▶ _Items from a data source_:
******
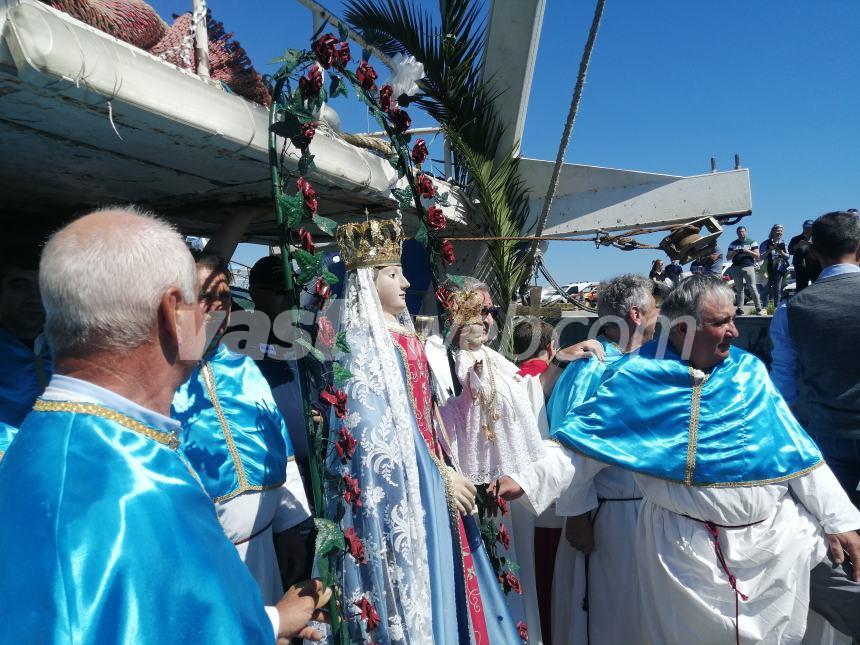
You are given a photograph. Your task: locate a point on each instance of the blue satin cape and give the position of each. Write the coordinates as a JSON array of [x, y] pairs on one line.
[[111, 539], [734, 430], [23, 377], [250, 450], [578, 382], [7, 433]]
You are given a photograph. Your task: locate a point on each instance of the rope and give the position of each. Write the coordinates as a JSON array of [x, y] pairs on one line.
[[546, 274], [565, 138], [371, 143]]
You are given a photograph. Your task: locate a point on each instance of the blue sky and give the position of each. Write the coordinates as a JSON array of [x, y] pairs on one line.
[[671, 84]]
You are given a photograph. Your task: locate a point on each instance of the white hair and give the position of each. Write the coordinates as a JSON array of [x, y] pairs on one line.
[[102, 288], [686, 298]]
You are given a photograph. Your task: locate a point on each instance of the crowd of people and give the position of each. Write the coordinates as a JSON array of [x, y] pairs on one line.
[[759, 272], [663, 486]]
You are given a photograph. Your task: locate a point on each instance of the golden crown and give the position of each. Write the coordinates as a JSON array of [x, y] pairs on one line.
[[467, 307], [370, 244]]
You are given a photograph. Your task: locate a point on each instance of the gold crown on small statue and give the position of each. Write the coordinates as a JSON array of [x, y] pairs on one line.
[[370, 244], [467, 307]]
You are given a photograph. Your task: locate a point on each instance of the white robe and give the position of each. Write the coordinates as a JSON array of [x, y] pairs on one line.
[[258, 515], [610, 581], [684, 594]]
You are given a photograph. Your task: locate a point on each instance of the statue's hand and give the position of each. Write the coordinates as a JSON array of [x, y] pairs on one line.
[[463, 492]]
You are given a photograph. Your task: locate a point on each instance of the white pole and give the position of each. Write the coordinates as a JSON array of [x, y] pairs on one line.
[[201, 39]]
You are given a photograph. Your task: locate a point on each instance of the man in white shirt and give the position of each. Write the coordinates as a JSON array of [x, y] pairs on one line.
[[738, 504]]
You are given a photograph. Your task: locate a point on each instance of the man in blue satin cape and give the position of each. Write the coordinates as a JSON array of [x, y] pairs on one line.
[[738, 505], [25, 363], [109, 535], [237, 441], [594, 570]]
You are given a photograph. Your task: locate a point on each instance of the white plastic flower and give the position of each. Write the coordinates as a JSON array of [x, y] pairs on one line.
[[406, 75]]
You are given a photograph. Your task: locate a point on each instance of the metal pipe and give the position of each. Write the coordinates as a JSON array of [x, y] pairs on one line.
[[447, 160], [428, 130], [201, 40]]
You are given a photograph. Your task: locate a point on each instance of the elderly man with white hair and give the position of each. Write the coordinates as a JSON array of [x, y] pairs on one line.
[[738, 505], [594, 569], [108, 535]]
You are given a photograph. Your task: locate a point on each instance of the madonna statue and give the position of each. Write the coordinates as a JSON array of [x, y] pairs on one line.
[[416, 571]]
******
▶ _Work instruction_: What is needed is an exact printout of every line from the one with "the white plastic" through the end of the data, including both, and nothing more.

▶ _Response_:
You are given a photograph. Your task: locate a point on each instance of the white plastic flower and give the position of each. Write the coordinates as a JSON array of [x, y] pairs on one line.
[[406, 75]]
You are given a photograph. Your task: locate a point on each instance of the metal pipe and give the position of each. Write the coordinates as a JSON array of [x, y] pairs on one line.
[[447, 160], [428, 130], [201, 40]]
You are given a photograph. Your task: locate a point on each instance of the elderly man with white hair and give the position of each. Write the coordinates as a JSON array of [x, y] pairs on one line.
[[738, 505], [594, 569], [108, 535]]
You are given a photograph. Your task: locate a point on each instance of the madonna statue and give the position of each. Write the coordinates as a JSON array of [x, y] pairs on one line.
[[416, 571]]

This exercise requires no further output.